### Parts of the exercise
- 1) Reproduce part of the Raab article on saving the coalition word for word, starting at the words "Writing in the" and stopping after "and social mobility.".
- 2) Write the next part of the Raab article on saving the coalition, picking up after its final sentence.
___ Document excerpt
Dominic Raab: A Tory's liberal proposals to save the coalition


Writing in the FT, Conservative MP Raab says that what is required to stem the coalition's fragmentation is commitment to some of the British liberal – not progressive – values common to both parties.

The only plausible source of a relevant, tangible policy agenda, based on common principles, is the liberal glue that binds large sections of both parties. In practical policy terms, to shore up its erratic communications the coalition should focus on free enterprise, liberty and social mobility.

The government’s top priority is the economy. Yet growth remains elusive and unemployment stubbornly high. The coalition’s modest measures – cutting corporation tax, taking low earners out of income tax – don’t go far enough. A big tax cut for small and medium-sized enterprises, delivered through national insurance employer’s contributions and business rates, would spur business expansion and jobs growth. Funding it is the contentious part. So, why not draw on Lib Dem thinking? David Laws recently suggested cutting state spending by 14 per cent of gross domestic product and Lib Dems previously advocated abolishing the Department for Business, Innovation and Skills (saving £8 billion). Reshaping the bloated state would pay for the shot in the arm our entrepreneurs sorely need.
______
___ Information provided
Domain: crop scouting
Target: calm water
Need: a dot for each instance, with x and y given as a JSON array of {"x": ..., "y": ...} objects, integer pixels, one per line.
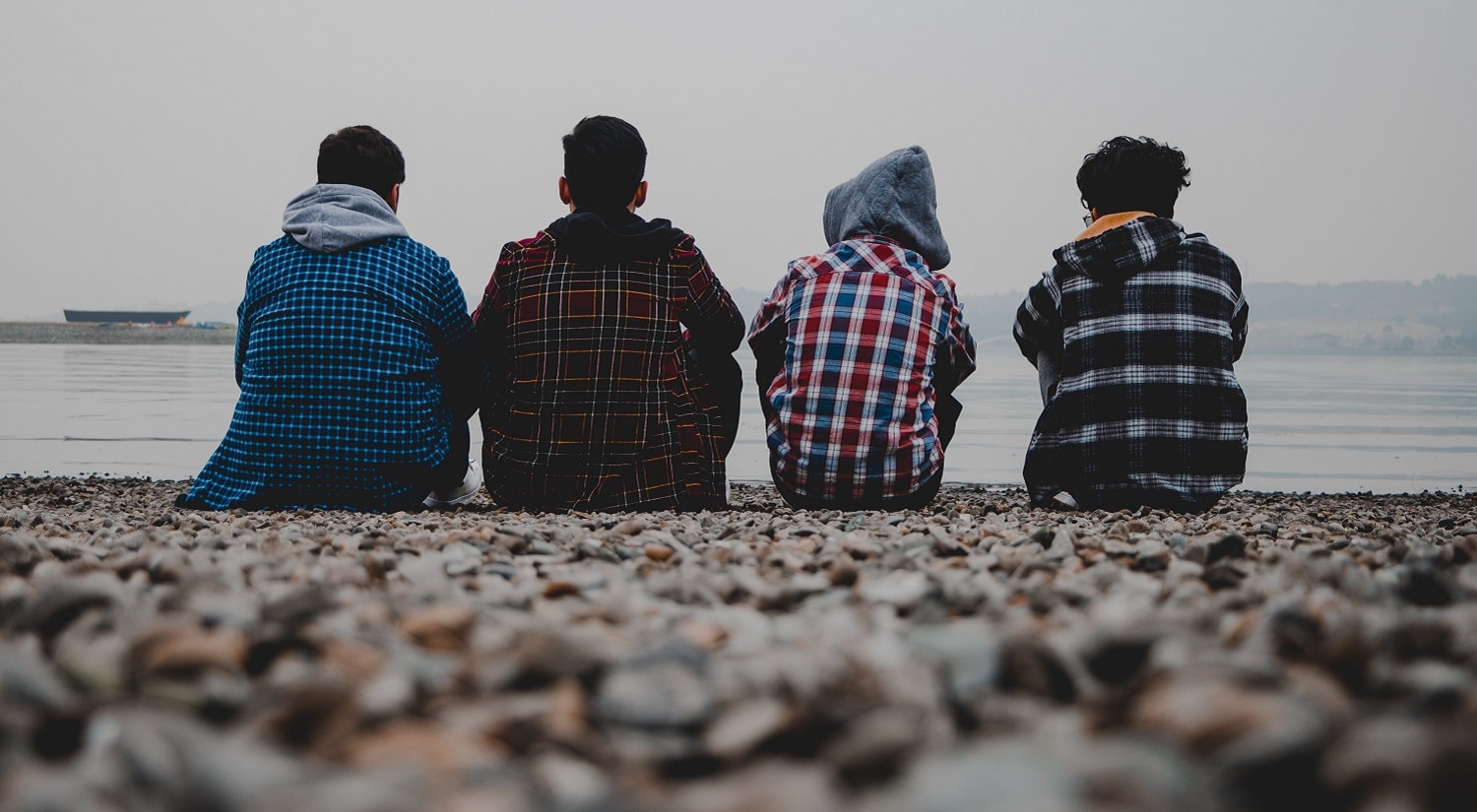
______
### Solved tasks
- 1)
Writing in the FT, Conservative MP Raab says that what is required to stem the coalition's fragmentation is commitment to some of the British liberal – not progressive – values common to both parties.

The only plausible source of a relevant, tangible policy agenda, based on common principles, is the liberal glue that binds large sections of both parties. In practical policy terms, to shore up its erratic communications the coalition should focus on free enterprise, liberty and social mobility.

- 2)
The coalition’s greatest struggle is knitting a common thread on social fairness during austerity. If Labour wants to bash bankers, soak the rich and spend more, the coalition should vacate that ground. The politics of envy is a mirage that leads to moral and economic bankruptcy. Yet, while all the parties profess their commitment to improving social mobility and meritocracy, creative policy making is more scarce. YouGov surveys show the public, by 3 to 1, think that fairness is getting what you deserve, not equal treatment. The coalition should make this its touchstone for social policy.

I did not want coalition in 2010. But it is here, so we need to make it work. To survive to 2015, it needs the glue of classic liberal values common to both parties, not the politics of identity that fragments government and turns off the public.